** Data records follows **

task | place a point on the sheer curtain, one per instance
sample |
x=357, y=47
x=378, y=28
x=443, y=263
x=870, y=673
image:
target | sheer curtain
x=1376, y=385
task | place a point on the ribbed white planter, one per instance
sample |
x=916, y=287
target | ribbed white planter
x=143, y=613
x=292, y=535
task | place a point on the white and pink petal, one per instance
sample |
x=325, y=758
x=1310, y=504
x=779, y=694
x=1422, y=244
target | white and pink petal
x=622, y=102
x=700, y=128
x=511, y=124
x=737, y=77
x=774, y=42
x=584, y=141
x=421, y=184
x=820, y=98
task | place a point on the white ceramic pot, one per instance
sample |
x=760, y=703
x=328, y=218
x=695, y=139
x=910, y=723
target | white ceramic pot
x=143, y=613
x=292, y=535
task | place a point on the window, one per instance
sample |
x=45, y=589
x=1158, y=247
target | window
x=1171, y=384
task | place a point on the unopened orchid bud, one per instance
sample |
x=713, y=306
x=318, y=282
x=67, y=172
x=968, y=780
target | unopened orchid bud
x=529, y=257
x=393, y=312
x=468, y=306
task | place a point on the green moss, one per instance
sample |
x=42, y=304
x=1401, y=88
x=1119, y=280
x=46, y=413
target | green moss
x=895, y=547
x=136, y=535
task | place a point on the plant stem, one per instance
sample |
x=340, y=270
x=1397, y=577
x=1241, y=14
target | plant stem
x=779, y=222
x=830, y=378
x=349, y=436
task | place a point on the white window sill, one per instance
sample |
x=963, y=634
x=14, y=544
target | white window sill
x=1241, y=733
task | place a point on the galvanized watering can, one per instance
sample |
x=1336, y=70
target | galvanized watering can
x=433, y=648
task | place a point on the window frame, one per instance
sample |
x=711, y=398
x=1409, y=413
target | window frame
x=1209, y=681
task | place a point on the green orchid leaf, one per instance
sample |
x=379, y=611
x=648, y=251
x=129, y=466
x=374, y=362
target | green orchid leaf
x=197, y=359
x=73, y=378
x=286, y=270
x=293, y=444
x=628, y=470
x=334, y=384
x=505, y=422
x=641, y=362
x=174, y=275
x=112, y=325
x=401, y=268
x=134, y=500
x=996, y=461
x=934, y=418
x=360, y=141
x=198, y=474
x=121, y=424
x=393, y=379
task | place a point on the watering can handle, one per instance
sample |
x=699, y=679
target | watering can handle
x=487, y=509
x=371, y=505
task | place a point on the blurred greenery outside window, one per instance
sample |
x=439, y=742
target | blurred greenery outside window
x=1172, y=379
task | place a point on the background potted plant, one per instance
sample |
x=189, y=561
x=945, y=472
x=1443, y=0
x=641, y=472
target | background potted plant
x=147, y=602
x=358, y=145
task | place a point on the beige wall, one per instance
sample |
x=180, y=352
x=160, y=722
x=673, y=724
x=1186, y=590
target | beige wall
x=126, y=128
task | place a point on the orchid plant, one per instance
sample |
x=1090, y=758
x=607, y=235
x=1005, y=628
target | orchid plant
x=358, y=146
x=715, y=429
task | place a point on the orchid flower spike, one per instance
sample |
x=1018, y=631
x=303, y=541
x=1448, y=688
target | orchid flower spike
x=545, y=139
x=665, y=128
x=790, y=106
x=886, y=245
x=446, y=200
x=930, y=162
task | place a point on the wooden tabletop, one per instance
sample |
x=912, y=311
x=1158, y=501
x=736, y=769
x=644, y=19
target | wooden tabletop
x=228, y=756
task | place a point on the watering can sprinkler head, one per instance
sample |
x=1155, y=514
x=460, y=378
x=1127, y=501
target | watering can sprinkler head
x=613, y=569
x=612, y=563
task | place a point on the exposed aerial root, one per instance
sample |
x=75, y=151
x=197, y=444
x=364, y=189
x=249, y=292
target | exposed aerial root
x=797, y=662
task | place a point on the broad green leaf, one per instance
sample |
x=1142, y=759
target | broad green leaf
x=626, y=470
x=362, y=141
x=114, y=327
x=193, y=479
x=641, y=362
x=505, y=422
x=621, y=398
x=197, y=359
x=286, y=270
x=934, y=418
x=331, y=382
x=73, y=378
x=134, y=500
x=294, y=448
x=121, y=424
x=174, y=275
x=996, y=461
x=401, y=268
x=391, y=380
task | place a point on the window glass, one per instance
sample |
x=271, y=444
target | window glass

** End of Data records **

What you are asked to do:
Each line above that holds the string "glass" should be copied and shown.

Response:
task | place a point on the window glass, one per instance
target | window glass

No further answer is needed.